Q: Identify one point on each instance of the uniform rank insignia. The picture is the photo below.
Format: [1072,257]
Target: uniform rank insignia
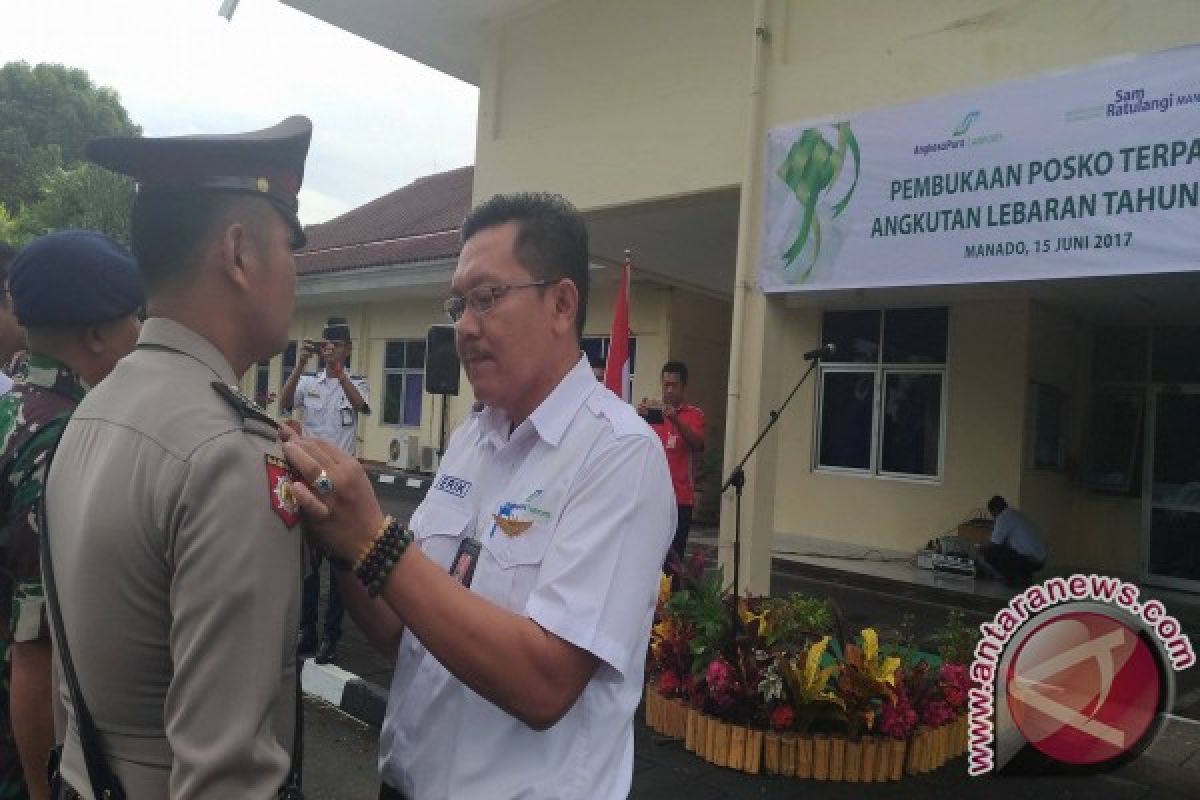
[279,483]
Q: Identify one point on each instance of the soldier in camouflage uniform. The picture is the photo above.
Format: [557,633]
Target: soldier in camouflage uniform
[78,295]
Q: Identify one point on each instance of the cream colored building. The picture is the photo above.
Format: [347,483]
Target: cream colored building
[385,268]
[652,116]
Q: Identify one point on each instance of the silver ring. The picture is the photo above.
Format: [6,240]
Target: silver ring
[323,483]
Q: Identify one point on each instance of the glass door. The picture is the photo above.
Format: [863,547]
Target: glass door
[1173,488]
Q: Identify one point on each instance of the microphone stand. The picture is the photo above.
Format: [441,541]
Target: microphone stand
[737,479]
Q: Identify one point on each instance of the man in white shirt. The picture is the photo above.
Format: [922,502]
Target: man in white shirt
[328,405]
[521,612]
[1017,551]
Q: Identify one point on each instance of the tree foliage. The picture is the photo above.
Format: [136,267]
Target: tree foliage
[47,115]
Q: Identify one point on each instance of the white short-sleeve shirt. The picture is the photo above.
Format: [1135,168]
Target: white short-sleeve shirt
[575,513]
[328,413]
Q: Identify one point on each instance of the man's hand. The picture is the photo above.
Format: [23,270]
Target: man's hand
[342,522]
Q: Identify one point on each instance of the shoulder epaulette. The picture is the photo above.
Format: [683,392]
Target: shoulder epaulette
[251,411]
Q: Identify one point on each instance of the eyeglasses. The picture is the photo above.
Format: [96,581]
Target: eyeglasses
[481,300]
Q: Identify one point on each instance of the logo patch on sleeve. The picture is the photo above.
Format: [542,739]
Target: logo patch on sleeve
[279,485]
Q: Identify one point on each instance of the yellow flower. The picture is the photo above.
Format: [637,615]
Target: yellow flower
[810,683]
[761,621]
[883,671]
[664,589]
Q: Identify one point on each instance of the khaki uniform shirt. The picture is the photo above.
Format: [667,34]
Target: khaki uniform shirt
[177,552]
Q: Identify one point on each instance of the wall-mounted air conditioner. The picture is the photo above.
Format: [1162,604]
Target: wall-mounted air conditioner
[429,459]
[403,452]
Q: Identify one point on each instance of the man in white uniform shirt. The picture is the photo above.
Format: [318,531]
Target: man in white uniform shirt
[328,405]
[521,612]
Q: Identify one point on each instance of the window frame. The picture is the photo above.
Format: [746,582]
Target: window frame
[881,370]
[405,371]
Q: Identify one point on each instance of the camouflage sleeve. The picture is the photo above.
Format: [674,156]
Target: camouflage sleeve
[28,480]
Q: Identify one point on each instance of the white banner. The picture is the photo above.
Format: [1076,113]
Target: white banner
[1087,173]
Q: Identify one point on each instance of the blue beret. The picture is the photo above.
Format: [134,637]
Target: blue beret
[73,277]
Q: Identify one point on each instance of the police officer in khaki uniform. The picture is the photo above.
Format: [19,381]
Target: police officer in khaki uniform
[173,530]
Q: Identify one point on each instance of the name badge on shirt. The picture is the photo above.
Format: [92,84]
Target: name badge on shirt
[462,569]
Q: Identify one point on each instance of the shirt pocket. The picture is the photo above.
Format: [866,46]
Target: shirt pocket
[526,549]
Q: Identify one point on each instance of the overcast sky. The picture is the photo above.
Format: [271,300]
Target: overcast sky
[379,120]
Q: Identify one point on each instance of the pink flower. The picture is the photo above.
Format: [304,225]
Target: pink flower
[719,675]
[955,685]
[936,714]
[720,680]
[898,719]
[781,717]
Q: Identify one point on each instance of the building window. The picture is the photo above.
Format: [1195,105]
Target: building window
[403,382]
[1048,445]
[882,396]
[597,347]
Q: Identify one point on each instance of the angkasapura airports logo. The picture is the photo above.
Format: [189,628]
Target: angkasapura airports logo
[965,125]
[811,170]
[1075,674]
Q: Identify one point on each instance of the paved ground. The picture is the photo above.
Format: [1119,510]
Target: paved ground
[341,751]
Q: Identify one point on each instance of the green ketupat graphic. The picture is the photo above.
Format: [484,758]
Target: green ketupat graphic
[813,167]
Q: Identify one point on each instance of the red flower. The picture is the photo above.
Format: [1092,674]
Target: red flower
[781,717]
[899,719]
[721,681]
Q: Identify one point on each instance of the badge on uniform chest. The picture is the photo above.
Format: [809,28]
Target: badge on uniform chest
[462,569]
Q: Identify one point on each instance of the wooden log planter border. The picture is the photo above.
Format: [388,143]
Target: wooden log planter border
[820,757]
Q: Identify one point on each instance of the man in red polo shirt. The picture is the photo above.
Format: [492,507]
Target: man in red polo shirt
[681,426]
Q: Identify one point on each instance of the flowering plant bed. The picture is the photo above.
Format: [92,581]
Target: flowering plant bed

---------------

## ABOUT THIS EXERCISE
Every line above with the string "flowering" in it needs to be copied.

## ANSWER AREA
Q: Identify one point on each instance of the flowering plant bed. The picture is the photo above.
Target: flowering plant bed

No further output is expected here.